From the line that includes "Task: locate the blue mop" to the last line of the records, inclusive, repeat each line exactly.

■ ■ ■

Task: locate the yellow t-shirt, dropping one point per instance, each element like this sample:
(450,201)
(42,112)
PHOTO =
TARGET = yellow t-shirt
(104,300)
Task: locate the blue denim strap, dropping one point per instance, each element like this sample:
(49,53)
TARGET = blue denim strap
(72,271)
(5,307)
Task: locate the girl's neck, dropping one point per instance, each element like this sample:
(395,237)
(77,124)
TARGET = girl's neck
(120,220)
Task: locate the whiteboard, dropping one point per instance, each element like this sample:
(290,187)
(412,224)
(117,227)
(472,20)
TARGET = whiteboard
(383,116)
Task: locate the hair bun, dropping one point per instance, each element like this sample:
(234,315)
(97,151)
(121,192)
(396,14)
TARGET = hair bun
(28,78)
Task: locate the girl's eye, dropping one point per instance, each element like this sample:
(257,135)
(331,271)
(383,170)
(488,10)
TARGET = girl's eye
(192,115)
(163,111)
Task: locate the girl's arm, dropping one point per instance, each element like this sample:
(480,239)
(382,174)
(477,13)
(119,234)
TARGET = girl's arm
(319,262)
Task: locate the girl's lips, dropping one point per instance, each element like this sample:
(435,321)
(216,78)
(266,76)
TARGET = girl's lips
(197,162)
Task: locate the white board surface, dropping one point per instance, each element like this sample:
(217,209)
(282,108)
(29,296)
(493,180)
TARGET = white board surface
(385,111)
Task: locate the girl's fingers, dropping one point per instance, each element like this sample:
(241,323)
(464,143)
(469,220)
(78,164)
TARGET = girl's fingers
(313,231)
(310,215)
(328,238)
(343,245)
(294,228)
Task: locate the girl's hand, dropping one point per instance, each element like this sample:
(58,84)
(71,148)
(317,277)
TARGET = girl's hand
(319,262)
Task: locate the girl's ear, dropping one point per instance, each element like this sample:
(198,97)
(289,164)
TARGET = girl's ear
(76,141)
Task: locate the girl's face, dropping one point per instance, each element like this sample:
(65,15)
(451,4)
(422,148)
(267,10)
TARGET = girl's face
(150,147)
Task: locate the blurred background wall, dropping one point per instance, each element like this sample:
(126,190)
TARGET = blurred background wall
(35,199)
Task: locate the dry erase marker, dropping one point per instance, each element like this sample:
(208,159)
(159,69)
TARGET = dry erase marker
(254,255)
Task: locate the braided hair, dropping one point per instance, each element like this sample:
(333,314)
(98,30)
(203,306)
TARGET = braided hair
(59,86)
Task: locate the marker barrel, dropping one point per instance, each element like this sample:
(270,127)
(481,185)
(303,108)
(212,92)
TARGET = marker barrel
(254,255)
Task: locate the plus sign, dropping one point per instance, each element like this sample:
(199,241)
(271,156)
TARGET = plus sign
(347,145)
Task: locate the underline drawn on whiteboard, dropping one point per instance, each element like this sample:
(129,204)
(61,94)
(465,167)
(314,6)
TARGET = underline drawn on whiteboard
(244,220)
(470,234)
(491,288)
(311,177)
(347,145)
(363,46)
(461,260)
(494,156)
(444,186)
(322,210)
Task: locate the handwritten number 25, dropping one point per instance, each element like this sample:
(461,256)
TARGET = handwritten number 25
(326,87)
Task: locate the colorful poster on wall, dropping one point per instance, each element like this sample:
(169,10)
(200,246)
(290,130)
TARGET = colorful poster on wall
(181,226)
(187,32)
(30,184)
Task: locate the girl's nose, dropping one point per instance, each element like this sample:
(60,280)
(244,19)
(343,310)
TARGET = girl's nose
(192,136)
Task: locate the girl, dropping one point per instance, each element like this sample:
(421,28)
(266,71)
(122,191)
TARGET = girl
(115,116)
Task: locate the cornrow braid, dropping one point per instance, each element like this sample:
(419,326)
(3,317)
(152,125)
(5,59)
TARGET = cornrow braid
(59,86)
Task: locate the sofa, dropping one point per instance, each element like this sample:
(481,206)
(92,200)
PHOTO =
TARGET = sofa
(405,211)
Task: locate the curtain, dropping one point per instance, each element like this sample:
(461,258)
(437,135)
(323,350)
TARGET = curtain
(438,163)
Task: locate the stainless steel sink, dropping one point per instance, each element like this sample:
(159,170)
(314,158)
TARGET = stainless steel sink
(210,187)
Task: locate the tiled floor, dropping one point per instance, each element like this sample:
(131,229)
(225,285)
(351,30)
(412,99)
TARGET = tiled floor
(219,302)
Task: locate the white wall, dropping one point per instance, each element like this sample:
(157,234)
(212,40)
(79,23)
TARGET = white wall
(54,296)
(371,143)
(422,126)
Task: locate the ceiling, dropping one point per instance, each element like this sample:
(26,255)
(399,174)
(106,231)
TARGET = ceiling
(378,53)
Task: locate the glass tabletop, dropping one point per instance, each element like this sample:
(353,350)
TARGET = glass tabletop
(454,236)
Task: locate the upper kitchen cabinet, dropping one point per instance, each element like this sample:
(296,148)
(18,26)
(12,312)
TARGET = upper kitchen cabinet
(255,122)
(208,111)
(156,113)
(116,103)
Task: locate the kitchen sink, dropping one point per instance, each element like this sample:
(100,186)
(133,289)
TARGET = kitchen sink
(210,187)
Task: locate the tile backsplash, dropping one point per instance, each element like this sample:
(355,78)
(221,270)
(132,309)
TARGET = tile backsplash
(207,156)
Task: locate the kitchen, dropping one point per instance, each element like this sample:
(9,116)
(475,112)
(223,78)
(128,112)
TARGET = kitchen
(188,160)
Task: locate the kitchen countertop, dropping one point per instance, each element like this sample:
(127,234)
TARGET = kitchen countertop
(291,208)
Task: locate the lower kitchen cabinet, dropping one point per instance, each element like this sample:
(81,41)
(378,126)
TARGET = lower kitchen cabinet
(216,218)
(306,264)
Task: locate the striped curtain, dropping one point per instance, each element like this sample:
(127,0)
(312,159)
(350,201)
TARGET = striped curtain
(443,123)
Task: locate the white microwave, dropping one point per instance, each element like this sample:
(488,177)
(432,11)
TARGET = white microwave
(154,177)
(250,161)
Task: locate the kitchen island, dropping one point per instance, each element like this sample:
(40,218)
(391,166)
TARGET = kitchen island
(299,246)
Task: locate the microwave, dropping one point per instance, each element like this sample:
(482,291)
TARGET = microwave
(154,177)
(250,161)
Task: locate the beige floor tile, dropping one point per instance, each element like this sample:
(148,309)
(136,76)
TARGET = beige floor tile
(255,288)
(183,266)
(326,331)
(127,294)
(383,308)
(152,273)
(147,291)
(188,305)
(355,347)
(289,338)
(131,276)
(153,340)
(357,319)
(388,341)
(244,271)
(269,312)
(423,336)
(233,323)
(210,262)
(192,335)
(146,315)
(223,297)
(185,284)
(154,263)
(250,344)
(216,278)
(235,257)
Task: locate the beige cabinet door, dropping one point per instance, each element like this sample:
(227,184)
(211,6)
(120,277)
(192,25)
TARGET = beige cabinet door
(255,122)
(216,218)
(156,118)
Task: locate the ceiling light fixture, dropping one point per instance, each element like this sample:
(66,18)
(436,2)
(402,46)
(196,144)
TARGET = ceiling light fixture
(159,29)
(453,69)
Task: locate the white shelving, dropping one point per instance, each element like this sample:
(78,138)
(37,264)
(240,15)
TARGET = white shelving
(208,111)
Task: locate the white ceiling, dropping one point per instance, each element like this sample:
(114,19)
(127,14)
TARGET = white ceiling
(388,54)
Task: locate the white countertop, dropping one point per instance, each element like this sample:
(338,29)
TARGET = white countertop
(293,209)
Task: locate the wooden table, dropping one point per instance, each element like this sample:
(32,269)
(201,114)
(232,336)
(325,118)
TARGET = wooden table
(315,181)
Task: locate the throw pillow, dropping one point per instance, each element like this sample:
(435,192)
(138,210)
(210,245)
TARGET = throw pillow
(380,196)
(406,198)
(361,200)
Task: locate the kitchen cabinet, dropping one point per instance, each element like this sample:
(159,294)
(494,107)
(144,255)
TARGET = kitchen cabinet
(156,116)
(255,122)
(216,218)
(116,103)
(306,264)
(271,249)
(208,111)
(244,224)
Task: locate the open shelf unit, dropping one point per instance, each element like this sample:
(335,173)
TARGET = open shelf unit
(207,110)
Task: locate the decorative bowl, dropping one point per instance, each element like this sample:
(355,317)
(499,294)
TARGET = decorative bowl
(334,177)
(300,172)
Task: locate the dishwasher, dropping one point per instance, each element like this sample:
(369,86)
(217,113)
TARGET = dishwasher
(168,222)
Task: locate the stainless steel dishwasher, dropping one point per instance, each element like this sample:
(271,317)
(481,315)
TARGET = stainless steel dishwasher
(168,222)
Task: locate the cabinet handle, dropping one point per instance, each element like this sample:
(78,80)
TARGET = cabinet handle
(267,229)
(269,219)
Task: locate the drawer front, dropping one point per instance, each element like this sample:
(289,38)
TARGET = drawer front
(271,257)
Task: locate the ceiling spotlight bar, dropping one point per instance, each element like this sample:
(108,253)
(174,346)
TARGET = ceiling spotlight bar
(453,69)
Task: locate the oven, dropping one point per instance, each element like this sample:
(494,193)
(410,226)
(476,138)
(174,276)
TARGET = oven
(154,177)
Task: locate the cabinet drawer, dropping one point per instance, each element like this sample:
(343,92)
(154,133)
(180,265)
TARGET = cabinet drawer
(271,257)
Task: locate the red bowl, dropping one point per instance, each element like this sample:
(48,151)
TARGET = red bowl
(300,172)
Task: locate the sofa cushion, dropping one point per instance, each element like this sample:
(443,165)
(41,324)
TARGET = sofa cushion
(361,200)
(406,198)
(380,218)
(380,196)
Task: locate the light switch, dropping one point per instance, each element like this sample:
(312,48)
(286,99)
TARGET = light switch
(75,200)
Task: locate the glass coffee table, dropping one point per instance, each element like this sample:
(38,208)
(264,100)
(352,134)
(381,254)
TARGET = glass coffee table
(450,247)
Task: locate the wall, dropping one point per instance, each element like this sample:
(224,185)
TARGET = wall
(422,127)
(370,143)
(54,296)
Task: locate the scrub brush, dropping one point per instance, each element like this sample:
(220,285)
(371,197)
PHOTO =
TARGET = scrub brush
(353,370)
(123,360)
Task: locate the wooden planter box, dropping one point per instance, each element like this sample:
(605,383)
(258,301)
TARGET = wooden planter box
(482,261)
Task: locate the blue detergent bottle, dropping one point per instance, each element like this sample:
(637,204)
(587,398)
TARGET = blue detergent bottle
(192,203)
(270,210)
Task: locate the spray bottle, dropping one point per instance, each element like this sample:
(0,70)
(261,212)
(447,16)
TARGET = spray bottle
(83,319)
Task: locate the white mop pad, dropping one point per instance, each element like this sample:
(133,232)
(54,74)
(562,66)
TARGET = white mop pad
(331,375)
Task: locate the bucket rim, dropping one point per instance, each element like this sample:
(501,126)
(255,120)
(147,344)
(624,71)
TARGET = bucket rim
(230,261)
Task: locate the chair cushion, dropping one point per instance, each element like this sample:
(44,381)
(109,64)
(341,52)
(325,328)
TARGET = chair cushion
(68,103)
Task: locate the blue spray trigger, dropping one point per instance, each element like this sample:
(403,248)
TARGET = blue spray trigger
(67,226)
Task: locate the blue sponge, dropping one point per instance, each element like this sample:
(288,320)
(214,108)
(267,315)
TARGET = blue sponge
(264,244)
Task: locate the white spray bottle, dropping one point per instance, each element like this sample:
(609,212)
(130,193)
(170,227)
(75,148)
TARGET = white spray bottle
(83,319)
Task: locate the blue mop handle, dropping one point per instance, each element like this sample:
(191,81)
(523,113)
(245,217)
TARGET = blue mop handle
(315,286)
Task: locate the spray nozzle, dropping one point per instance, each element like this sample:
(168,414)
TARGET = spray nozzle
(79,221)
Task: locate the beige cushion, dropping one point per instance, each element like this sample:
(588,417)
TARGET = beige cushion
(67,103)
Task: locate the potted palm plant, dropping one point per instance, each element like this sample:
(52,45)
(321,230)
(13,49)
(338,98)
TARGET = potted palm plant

■ ■ ■

EXERCISE SOLUTION →
Task: locate the blue mop handle, dropping one point per instance, each element like this sample:
(191,81)
(523,113)
(245,217)
TARGET = blue mop handle
(315,286)
Task: locate the spray nozzle, dropping one point per instance, each element like this sample:
(168,414)
TARGET = spray nozzle
(79,221)
Task: locate the beige cushion, dropping one point per instance, each element like this sample:
(588,417)
TARGET = beige cushion
(67,103)
Task: locate the potted palm plant, dropping one point per instance, each element like this sample:
(52,45)
(321,230)
(13,49)
(338,98)
TARGET = potted palm plant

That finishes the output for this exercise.